Image point grounding data:
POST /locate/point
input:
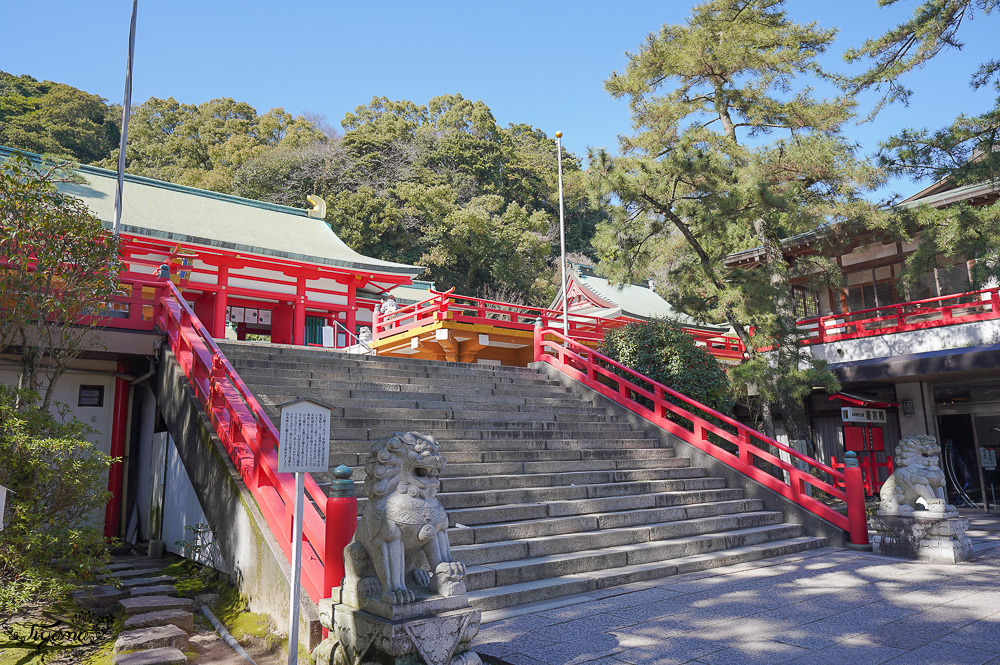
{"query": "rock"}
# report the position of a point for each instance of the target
(133, 572)
(147, 581)
(154, 637)
(153, 604)
(98, 597)
(162, 656)
(155, 590)
(207, 598)
(180, 618)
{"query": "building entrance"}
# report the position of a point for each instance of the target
(969, 443)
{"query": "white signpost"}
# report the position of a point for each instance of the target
(303, 446)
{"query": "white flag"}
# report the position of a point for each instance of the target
(3, 504)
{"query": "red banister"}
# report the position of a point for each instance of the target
(251, 440)
(601, 373)
(903, 317)
(444, 305)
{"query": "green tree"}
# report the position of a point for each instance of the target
(661, 350)
(732, 151)
(58, 270)
(57, 119)
(57, 482)
(965, 152)
(203, 145)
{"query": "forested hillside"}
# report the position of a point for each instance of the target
(440, 185)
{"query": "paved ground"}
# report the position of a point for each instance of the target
(825, 607)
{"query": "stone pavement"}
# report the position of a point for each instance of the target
(822, 607)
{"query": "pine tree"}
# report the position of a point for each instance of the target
(733, 151)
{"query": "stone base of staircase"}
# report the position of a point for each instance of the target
(549, 494)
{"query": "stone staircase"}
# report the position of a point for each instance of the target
(547, 495)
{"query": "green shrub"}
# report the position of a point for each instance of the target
(58, 492)
(661, 350)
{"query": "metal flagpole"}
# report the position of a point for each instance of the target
(562, 235)
(126, 111)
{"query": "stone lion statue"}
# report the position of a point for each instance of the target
(403, 526)
(918, 482)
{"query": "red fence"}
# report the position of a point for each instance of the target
(903, 317)
(714, 433)
(247, 433)
(476, 311)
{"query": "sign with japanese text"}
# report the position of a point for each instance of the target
(304, 440)
(856, 414)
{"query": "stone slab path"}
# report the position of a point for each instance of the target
(823, 607)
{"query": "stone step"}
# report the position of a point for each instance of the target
(146, 581)
(343, 390)
(602, 539)
(251, 351)
(536, 528)
(587, 561)
(146, 604)
(569, 584)
(444, 430)
(306, 374)
(411, 401)
(561, 494)
(351, 417)
(521, 458)
(153, 637)
(155, 590)
(161, 656)
(180, 618)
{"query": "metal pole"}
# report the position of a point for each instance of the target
(126, 111)
(293, 619)
(562, 235)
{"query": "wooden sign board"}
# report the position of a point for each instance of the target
(304, 443)
(855, 414)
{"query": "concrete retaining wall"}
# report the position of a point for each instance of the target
(258, 565)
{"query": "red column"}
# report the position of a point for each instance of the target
(299, 328)
(218, 327)
(119, 427)
(352, 309)
(857, 519)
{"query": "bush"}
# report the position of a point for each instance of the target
(57, 481)
(661, 350)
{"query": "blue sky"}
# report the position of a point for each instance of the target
(541, 63)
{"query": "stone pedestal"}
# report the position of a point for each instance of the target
(922, 535)
(430, 631)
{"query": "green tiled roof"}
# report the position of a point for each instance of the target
(154, 208)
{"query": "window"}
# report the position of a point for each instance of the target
(91, 396)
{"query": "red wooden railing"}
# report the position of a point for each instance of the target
(903, 317)
(712, 432)
(443, 306)
(247, 433)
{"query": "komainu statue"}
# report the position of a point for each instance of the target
(918, 482)
(402, 539)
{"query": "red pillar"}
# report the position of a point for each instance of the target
(281, 324)
(119, 427)
(218, 327)
(299, 328)
(352, 309)
(857, 519)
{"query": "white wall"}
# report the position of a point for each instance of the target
(918, 341)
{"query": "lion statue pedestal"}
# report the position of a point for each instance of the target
(914, 519)
(402, 601)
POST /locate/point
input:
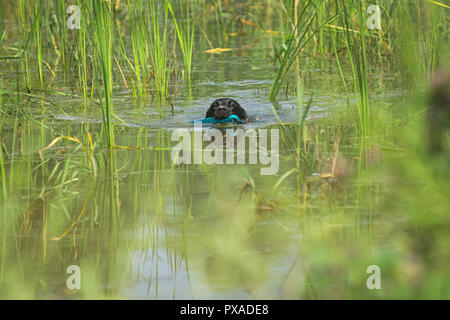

Action item
Give back the entries verbatim. Do not include any picture.

Response box
POST /locate/point
input:
{"query": "rock"}
# report the position of a point for each instance of the target
(133, 572)
(147, 581)
(154, 637)
(153, 604)
(98, 597)
(162, 656)
(155, 590)
(207, 598)
(180, 618)
{"query": "building entrance"}
# report the position of a point for each instance of the target
(969, 443)
{"query": "white signpost"}
# report the position of a point for each instance of the target
(303, 446)
{"query": "white flag"}
# report the position of a point for each instance of the target
(3, 504)
{"query": "red banister"}
# report the position of a point for each instance of the target
(251, 440)
(601, 373)
(903, 317)
(444, 305)
{"query": "green tree"}
# report the position of a point for each instance of the target
(661, 350)
(732, 151)
(58, 270)
(57, 119)
(57, 482)
(965, 152)
(203, 145)
{"query": "forested hillside"}
# report the position of a point for each instance of the target
(440, 185)
{"query": "paved ground"}
# report the position of a point for each instance of the target
(825, 607)
{"query": "stone pavement"}
# report the position of a point for each instance of the target
(822, 607)
{"query": "pine tree"}
# report the position of a point for each instance of the target
(733, 151)
{"query": "stone base of staircase"}
# report the position of a point for each instance of the target
(549, 494)
{"query": "stone staircase"}
# report the position of a point for each instance of the target
(547, 495)
{"query": "green shrub"}
# report the position of a point for each instance of the target
(58, 492)
(661, 350)
{"query": "metal flagpole"}
# report the position of a point for each instance of the target
(562, 235)
(126, 111)
{"query": "stone lion statue"}
# report the position of a point for each instance of the target
(403, 526)
(918, 482)
{"query": "red fence"}
# report the position of a point for each instance of the target
(903, 317)
(714, 433)
(247, 433)
(476, 311)
{"query": "sign with japanese text"}
# report the position of a point for each instance of the target
(304, 440)
(856, 414)
{"query": "stone slab path"}
# report the position of a point for each instance of the target
(823, 607)
{"query": "stone step"}
# report the position of a point for each instance of the target
(146, 581)
(343, 390)
(602, 539)
(251, 351)
(536, 528)
(587, 561)
(146, 604)
(569, 584)
(444, 430)
(306, 374)
(411, 401)
(561, 494)
(351, 417)
(521, 458)
(153, 637)
(155, 590)
(161, 656)
(180, 618)
{"query": "metal pole"}
# report the position of a point for each instance of the target
(126, 111)
(293, 619)
(562, 235)
{"query": "wooden sign board"}
# report the position of a point for each instance of the target
(304, 443)
(855, 414)
{"query": "concrete retaining wall"}
# report the position of a point for each instance of the target
(258, 565)
{"query": "red column"}
# report the position of a point for each instance of the target
(299, 328)
(218, 327)
(119, 427)
(352, 309)
(857, 519)
{"query": "bush"}
# report the position of a point for each instance of the target
(57, 481)
(661, 350)
{"query": "blue sky"}
# report the position of a point for each instance of the target
(541, 63)
{"query": "stone pedestal"}
# report the position of a point for each instance of the target
(922, 535)
(430, 631)
{"query": "green tiled roof"}
# report the position of a point for each instance of the target
(154, 208)
{"query": "window"}
# report the position of a point for each instance of the target
(91, 396)
{"query": "red wooden railing"}
# report the position of a point for each instance of the target
(903, 317)
(712, 432)
(443, 306)
(247, 433)
{"query": "komainu statue"}
# report the position of a point for each instance of the target
(918, 482)
(402, 539)
{"query": "red pillar"}
# report the position of a point for each instance of the target
(281, 324)
(119, 427)
(218, 327)
(299, 328)
(352, 309)
(857, 519)
{"query": "white wall"}
# report the position of a point for each instance of the target
(918, 341)
{"query": "lion statue pedestal"}
# report the position of a point for each instance of the target
(914, 519)
(402, 601)
POST /locate/point
input:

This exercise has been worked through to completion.